DATA PROVIDED:
[Start of Attachment]

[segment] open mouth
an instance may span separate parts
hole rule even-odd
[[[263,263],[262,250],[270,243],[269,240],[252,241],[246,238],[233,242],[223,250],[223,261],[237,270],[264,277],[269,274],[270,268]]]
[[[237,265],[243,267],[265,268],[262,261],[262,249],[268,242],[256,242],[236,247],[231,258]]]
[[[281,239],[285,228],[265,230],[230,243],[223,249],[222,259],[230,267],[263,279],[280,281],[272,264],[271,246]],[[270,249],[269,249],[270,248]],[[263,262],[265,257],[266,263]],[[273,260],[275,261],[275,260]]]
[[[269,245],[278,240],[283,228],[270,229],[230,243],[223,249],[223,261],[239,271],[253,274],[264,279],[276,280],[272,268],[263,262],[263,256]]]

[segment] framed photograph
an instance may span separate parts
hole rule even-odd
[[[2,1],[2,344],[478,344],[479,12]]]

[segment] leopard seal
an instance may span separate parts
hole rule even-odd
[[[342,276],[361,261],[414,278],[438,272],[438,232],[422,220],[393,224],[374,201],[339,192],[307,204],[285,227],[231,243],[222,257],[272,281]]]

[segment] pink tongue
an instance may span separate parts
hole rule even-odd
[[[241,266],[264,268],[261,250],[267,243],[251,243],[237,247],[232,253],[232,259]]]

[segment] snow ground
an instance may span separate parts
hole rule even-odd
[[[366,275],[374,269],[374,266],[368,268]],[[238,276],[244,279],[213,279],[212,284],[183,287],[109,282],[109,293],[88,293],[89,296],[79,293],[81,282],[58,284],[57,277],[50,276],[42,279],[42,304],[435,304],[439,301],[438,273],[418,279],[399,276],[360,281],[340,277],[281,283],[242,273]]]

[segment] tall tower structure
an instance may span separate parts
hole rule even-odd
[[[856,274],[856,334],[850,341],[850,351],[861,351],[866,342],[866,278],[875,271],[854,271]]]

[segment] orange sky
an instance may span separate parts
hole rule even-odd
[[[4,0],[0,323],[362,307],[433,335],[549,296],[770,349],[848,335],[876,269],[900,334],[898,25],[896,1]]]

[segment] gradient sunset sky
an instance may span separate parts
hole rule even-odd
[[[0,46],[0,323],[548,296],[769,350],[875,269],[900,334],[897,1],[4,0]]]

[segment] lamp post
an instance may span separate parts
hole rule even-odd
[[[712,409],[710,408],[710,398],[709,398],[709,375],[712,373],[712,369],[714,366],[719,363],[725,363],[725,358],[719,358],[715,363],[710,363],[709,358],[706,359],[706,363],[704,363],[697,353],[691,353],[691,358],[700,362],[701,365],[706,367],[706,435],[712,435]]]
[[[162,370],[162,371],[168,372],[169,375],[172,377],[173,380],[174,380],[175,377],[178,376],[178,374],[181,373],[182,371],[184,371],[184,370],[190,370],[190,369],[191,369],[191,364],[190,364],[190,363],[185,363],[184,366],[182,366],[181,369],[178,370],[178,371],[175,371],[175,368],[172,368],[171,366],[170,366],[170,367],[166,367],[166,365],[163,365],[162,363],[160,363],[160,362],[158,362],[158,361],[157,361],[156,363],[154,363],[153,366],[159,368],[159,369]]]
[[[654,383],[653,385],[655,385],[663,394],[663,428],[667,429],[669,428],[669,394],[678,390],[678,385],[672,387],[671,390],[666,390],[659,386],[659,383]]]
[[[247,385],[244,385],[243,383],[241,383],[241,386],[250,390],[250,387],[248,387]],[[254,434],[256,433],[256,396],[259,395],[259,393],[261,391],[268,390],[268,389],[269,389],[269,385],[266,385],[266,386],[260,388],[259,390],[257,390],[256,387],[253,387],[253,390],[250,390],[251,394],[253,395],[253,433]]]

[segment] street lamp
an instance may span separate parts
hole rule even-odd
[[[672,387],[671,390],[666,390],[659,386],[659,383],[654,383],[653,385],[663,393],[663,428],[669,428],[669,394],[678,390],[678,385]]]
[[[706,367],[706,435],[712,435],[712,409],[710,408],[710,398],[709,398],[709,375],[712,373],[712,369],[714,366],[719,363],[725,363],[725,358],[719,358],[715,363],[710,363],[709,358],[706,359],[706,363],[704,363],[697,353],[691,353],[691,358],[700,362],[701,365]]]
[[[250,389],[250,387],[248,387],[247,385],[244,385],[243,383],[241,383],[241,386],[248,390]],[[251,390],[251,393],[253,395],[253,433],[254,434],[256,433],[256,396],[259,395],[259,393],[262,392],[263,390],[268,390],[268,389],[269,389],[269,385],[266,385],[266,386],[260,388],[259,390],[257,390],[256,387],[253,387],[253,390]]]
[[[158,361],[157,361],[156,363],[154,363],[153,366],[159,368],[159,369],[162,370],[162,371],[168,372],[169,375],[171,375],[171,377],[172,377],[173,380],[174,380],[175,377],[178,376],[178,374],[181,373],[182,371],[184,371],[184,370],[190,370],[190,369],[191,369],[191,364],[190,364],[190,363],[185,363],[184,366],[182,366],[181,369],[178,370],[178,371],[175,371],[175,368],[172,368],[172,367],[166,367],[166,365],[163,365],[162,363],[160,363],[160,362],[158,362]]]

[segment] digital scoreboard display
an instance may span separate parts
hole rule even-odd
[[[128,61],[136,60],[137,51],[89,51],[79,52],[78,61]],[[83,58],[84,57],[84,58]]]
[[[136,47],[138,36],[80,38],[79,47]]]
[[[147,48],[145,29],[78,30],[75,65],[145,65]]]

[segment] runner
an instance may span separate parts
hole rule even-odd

[End of Attachment]

Look through the entries above for the word "segment". Copy every line where it shows up.

[segment] open mouth
[segment] framed photograph
[segment] leopard seal
[segment] pink tongue
[segment] snow ground
[segment] tall tower structure
[segment] orange sky
[segment] gradient sunset sky
[segment] lamp post
[segment] street lamp
[segment] digital scoreboard display
[segment] runner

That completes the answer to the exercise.